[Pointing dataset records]
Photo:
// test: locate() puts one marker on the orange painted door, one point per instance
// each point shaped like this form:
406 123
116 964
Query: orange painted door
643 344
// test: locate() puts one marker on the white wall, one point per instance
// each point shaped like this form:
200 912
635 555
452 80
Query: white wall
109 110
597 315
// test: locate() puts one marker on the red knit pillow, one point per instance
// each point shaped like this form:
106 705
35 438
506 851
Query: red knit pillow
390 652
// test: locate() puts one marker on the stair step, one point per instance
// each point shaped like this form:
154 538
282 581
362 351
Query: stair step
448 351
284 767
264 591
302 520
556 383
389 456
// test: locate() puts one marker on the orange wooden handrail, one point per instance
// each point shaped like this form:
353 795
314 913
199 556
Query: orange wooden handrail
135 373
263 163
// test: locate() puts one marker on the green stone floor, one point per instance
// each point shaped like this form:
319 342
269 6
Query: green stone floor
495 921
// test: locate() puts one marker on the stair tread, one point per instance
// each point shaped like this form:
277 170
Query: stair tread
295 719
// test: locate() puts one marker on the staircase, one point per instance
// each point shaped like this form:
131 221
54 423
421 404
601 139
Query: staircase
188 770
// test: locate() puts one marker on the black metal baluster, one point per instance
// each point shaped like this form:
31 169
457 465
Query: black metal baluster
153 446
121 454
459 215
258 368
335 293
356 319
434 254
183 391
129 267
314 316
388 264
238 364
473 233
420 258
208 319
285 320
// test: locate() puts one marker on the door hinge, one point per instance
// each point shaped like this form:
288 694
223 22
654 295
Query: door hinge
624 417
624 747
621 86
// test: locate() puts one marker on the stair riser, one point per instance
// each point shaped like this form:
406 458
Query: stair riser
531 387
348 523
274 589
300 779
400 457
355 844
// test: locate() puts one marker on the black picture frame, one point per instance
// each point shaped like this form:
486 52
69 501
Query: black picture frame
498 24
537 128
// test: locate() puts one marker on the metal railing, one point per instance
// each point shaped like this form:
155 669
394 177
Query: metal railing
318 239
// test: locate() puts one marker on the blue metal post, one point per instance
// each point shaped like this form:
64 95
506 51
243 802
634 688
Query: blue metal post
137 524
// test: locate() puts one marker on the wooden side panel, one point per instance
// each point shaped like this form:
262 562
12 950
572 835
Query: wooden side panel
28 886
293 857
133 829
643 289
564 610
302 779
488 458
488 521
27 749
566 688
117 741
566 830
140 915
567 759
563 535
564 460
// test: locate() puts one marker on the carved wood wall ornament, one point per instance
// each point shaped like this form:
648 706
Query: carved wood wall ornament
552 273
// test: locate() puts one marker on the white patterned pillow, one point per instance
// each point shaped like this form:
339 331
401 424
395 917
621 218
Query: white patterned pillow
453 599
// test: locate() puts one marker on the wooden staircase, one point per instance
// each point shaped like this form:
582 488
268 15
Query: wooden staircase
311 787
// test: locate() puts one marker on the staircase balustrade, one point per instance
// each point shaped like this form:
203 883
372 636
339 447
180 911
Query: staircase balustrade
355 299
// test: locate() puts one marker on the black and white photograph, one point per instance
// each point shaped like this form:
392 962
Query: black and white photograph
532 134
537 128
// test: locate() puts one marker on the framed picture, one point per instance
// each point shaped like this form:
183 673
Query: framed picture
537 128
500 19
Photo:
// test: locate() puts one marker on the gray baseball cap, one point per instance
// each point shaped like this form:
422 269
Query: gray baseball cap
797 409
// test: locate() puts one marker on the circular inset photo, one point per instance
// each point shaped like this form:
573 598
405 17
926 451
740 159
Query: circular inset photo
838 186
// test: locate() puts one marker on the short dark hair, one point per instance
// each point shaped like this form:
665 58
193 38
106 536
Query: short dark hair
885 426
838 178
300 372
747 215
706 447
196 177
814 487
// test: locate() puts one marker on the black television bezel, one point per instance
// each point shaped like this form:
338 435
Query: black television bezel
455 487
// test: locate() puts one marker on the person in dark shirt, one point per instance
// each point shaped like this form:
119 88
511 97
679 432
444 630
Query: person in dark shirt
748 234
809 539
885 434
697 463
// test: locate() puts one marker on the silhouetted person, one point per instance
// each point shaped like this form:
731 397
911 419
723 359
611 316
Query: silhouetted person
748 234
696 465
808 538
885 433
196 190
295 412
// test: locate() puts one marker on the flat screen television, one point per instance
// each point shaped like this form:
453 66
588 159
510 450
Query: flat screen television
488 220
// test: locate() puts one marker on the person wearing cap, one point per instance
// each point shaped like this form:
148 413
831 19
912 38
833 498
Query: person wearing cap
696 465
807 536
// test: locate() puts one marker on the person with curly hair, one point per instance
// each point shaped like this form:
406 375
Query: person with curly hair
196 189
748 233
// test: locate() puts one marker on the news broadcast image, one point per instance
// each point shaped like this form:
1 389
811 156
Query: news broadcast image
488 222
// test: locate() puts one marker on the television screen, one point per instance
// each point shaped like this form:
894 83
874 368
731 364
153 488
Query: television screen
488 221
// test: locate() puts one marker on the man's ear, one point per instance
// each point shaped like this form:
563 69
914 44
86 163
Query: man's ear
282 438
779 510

* The task: Copy out each record, keeping every word as it is.

* Result:
Photo:
// test: locate() puts one marker on the orange painted door, one point per instance
// each point shaped like this form:
406 123
116 964
Query: orange painted door
643 344
// test: locate() puts one marker on the white wall, one point per instance
// each point shaped like this form:
200 912
635 555
452 80
Query: white wall
109 110
597 315
// test: locate() puts one marker on the red knit pillow, one point per instance
// each point shaped like this form:
106 705
35 438
506 851
Query: red knit pillow
390 652
// test: locate() puts one marker on the stair step, one point per instance
// each point shaped like this form:
154 538
282 581
362 351
Query: stair step
448 351
284 767
264 591
302 520
556 383
389 456
// test: locate() puts one marker on the orange wooden handrail, one point per instance
// each point shaped like this form:
353 795
314 913
199 556
Query: orange wooden handrail
135 373
263 163
// test: locate() puts one marker on the green stone floor, one point per instance
// each point shaped like this form:
319 342
269 6
Query: green stone floor
495 921
// test: locate() puts one marker on the stair tread, one point per instance
// each point shaped like this form:
277 170
Query: stair tread
295 719
// test: locate() puts one marker on the staircase, one point per instance
// each point shaped like this form:
131 221
54 423
421 404
601 139
Query: staircase
188 770
// test: locate() puts one marker on the black metal baluster, one point per instance
// each point shaped like this form:
31 169
457 465
Query: black metal baluster
153 446
121 454
459 215
258 368
335 293
356 319
434 254
183 391
129 267
314 316
388 264
238 364
473 233
420 258
208 319
285 320
// test: locate() puts one marker on the door hinge, one point per instance
// each point shaped like this form:
288 694
223 22
654 295
Query: door hinge
624 417
624 747
621 86
// test: locate() puts one marker on the stair riser, one point per instance
// each point shaped like this form:
406 458
Query: stair riser
531 387
348 523
274 589
300 779
400 457
355 844
// test: locate() puts one marker on the black picture frame, one point per instance
// each point shaped like this form:
486 52
69 501
Query: black picture frame
498 24
537 128
// test: locate() puts one marker on the metal railing, one point per instance
// each point shaped like this form:
155 669
394 177
Query: metal railing
318 239
// test: locate() puts one marker on the blue metal post, one point per instance
// each point shaped like this form:
64 95
506 51
243 802
634 688
Query: blue metal post
137 524
// test: locate() puts one marker on the wooden side panel, one point per instance
// each point shaped like this form:
262 562
12 950
572 835
Query: wooden side panel
28 886
293 857
133 829
643 289
564 610
302 779
488 458
488 521
27 749
566 688
117 741
566 830
140 915
567 759
563 535
564 460
// test: locate() puts one marker on the carved wood wall ornament, one point per instance
// each point shaped like this form:
648 706
Query: carved wood wall ornament
552 273
// test: locate() puts one marker on the white patterned pillow, one point per instance
// each point shaped like this form:
339 331
401 424
395 917
621 218
Query: white patterned pillow
453 599
// test: locate() puts one marker on the wooden staircase, one point per instance
// each point shaped like this form:
582 488
268 15
Query: wooden staircase
311 787
// test: locate() puts one marker on the staircase balustrade, one point per instance
// each point shaped like this form:
203 883
372 636
339 447
180 911
Query: staircase balustrade
355 299
// test: locate() puts one marker on the black and white photograph, one point per instance
// each point shaped like this form:
392 962
Query: black and white photograph
532 134
537 128
// test: locate() puts one marker on the framed picture, one point per instance
// each point shaped like this form:
183 673
Query: framed picture
537 128
500 19
Photo:
// test: locate() puts one marker on the gray baseball cap, one point per instance
// each point shaped like this form:
422 269
Query: gray baseball cap
797 409
// test: locate() puts one marker on the circular inset photo, one point per instance
// each point shaped like this form:
573 598
405 17
926 451
740 159
Query: circular inset photo
838 186
// test: locate() puts one marker on the short dark hair, one point per instance
// each point shaped like this form:
665 58
193 38
106 536
Query: short dark hair
885 426
838 178
300 372
747 215
706 447
196 177
814 487
// test: locate() puts one marker on the black television bezel, one point per instance
// each point shaped like this form:
338 435
Query: black television bezel
455 487
// test: locate() puts one marker on the person in dark shirt, one point per instance
// each point shaped like this form:
119 88
511 97
679 432
444 630
Query: person in dark shirt
748 234
809 539
885 434
697 463
// test: locate() puts one marker on the silhouetted person, one point per instance
// each point shaped like this form:
731 397
911 419
723 359
611 316
Query: silhouetted person
748 234
696 465
808 538
885 433
196 190
295 412
// test: locate() puts one marker on the flat screen television, one point per instance
// each point shaped like this form:
453 66
588 159
510 450
Query: flat screen television
488 220
// test: locate() puts one marker on the person wearing cap, one point per instance
// each point shaped like this form:
148 413
831 19
912 38
833 498
Query: person wearing cap
696 465
807 536
// test: locate() puts one marker on the person with curly hair, one point per instance
// each point shaped like this form:
406 375
Query: person with curly hair
196 189
748 233
// test: locate() puts one marker on the news broadcast image, one point per instance
// each point shaped like this form:
1 389
811 156
Query: news broadcast image
488 222
// test: locate() puts one marker on the television screen, one point per instance
// each point shaped like this form:
894 83
874 368
731 364
153 488
Query: television screen
488 221
// test: locate() puts one marker on the man's ear, one point per instance
// each point shaped like this form:
563 69
914 44
86 163
Query: man's ear
282 438
779 510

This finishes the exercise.